Copy out the data below verbatim, line by line, and omit the pictures.

§ EXTRACTED DATA
* * *

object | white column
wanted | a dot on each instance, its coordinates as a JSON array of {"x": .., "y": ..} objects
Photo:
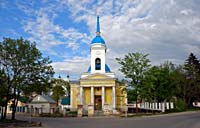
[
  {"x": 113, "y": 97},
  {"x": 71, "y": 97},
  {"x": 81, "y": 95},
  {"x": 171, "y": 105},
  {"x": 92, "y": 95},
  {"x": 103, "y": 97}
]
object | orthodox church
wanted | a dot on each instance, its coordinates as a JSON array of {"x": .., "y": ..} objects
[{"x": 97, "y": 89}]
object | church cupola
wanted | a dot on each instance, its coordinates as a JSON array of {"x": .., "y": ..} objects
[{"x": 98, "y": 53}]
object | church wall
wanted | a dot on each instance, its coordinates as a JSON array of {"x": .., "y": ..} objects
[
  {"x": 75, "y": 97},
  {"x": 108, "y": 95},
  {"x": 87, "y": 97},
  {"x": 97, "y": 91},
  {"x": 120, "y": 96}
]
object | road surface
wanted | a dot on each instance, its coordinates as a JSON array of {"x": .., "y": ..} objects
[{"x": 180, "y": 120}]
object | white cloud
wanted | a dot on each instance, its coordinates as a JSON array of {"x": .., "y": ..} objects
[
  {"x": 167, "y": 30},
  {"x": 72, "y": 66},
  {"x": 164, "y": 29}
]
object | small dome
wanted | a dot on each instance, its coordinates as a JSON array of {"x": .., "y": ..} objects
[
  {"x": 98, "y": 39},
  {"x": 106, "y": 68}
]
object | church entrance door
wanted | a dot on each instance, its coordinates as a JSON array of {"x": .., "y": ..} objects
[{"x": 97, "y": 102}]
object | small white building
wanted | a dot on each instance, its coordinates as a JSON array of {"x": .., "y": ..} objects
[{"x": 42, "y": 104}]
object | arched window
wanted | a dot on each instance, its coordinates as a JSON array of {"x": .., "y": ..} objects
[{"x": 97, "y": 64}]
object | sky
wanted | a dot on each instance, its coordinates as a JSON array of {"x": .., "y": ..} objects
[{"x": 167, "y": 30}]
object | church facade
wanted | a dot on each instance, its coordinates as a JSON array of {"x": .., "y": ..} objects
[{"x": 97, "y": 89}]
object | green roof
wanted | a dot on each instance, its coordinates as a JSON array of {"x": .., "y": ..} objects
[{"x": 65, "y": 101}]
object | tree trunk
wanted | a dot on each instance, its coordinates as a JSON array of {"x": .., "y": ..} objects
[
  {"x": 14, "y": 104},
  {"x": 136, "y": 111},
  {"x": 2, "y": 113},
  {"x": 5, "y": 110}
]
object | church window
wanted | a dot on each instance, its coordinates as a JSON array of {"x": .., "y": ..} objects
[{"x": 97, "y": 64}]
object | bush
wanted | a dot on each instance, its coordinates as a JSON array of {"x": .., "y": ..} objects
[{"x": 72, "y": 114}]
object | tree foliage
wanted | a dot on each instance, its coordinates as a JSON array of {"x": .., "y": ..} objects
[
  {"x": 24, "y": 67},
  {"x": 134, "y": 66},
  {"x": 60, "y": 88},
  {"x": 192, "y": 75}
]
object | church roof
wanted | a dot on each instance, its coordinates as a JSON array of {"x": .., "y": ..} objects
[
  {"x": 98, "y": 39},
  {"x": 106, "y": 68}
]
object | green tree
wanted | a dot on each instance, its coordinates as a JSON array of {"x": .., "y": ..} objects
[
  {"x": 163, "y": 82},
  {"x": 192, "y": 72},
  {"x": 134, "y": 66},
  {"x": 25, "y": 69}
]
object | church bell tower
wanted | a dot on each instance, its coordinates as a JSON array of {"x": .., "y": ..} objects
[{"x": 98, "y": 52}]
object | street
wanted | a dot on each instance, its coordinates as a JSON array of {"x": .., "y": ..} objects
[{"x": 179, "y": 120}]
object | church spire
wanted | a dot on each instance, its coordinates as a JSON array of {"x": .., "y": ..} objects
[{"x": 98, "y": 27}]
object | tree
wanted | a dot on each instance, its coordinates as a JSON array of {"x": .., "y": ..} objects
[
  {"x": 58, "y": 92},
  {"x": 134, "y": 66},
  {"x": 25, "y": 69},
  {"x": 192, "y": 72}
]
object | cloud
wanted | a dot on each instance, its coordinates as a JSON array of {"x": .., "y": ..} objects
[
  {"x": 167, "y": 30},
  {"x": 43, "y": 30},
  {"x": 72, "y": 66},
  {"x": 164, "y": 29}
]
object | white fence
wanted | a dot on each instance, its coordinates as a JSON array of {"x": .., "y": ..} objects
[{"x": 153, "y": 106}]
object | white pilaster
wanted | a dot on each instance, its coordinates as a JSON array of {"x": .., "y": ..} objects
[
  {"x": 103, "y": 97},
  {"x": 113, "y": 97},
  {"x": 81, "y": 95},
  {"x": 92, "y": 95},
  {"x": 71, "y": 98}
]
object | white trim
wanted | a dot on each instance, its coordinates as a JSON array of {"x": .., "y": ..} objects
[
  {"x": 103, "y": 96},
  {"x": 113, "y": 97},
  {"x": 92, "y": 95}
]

* * *

§ PROBLEM SOLUTION
object | white column
wanted | a dot on each instance, its coordinates as a JSON array of {"x": .., "y": ..} objects
Photo:
[
  {"x": 113, "y": 97},
  {"x": 71, "y": 97},
  {"x": 81, "y": 95},
  {"x": 171, "y": 105},
  {"x": 92, "y": 95},
  {"x": 103, "y": 97}
]
object | orthodox church
wanted | a dot on each instance, its coordinates as a JSON array of {"x": .., "y": ..} objects
[{"x": 97, "y": 89}]
object | church cupola
wanted | a dot on each instance, its coordinates as a JSON array of {"x": .., "y": ..} objects
[{"x": 98, "y": 53}]
object | church wall
wanted | a dot on each instance, its coordinates as a JSON array of {"x": .., "y": ..} objects
[
  {"x": 75, "y": 97},
  {"x": 108, "y": 95},
  {"x": 87, "y": 97},
  {"x": 97, "y": 91},
  {"x": 120, "y": 96}
]
object | road surface
wanted | a dot on each instance, its coordinates as a JSON array of {"x": .., "y": ..} objects
[{"x": 180, "y": 120}]
object | white cloud
wanted | a dot on each instance, its coordinates as a JSON array of {"x": .., "y": ..} objects
[
  {"x": 167, "y": 30},
  {"x": 72, "y": 66},
  {"x": 164, "y": 29}
]
object | small dome
wanted | a dot on each instance, its coordinates as a JSON array of {"x": .., "y": ..} objects
[
  {"x": 98, "y": 39},
  {"x": 106, "y": 68}
]
object | church entrance door
wanted | a dot on each instance, its coordinates as a JSON array of {"x": .., "y": ..} objects
[{"x": 97, "y": 102}]
object | small white building
wanted | a dot on each instance, its coordinates as a JSON array of {"x": .., "y": ..} objects
[{"x": 42, "y": 104}]
object | arched window
wanted | a dot on each instance, its coordinates as a JSON array of {"x": .., "y": ..} objects
[{"x": 97, "y": 64}]
object | sky
wanted | a dot on each instance, its coordinates as a JSON array of {"x": .., "y": ..} objects
[{"x": 167, "y": 30}]
object | church facade
wanted | a dot on each instance, its coordinates as a JSON array of {"x": .., "y": ..} objects
[{"x": 97, "y": 89}]
object | green roof
wanted | a dot on each instance, its coordinates as a JSON array of {"x": .., "y": ..} objects
[{"x": 65, "y": 101}]
object | tree trunk
wanted | a dot on each instance, its coordinates as a JSON array of {"x": .., "y": ..} objects
[
  {"x": 14, "y": 104},
  {"x": 136, "y": 111},
  {"x": 2, "y": 113},
  {"x": 5, "y": 110}
]
object | church window
wanted | a dot on each instance, its coordinates as a JSON array of {"x": .., "y": ..} objects
[{"x": 97, "y": 64}]
object | bush
wanted | a dot on each instance, its coordinates as a JSON array of {"x": .., "y": ..} objects
[{"x": 72, "y": 114}]
object | tree foliage
wanted | a dot on each instance, its coordinates as a JSON array of {"x": .., "y": ..} objects
[
  {"x": 24, "y": 67},
  {"x": 134, "y": 66},
  {"x": 60, "y": 88},
  {"x": 192, "y": 75}
]
object | church roof
wanted | a dot on each instance, its coordinates as a JSON array of {"x": .., "y": ..} objects
[
  {"x": 98, "y": 39},
  {"x": 106, "y": 68}
]
object | green tree
wanted | a dot on each instance, its coordinates as a JSON array of {"x": .., "y": ..} objects
[
  {"x": 163, "y": 82},
  {"x": 192, "y": 72},
  {"x": 134, "y": 66},
  {"x": 25, "y": 69}
]
object | church bell tower
wanted | a dot on each instance, its coordinates as a JSON array of {"x": .., "y": ..} objects
[{"x": 98, "y": 52}]
object | street
wanted | a dot on each instance, its coordinates as a JSON array of {"x": .., "y": ..} objects
[{"x": 179, "y": 120}]
object | church spire
wanted | a dot on each instance, its coordinates as a JSON array of {"x": .., "y": ..} objects
[{"x": 98, "y": 27}]
object | tree
wanted | a dot on each instance, its coordinates as a JSON array of {"x": .., "y": ..} objects
[
  {"x": 58, "y": 92},
  {"x": 134, "y": 66},
  {"x": 25, "y": 69},
  {"x": 192, "y": 72}
]
object | cloud
wanted | a dot on each instance, its coordinates as a JSON array of {"x": .., "y": ..} objects
[
  {"x": 167, "y": 30},
  {"x": 43, "y": 30},
  {"x": 72, "y": 66},
  {"x": 164, "y": 29}
]
object | white fence
wanted | a dot on each instance, its coordinates as a JSON array of {"x": .., "y": ..} objects
[{"x": 153, "y": 106}]
object | white pilaster
wanted | a dot on each instance, its coordinates as a JSON array of {"x": .., "y": ..} objects
[
  {"x": 103, "y": 97},
  {"x": 113, "y": 97},
  {"x": 81, "y": 95},
  {"x": 92, "y": 95},
  {"x": 71, "y": 98}
]
object | white trim
wanted | a dot on each instance, its coordinates as a JSON array of {"x": .., "y": ..} objects
[
  {"x": 103, "y": 96},
  {"x": 113, "y": 97},
  {"x": 92, "y": 95}
]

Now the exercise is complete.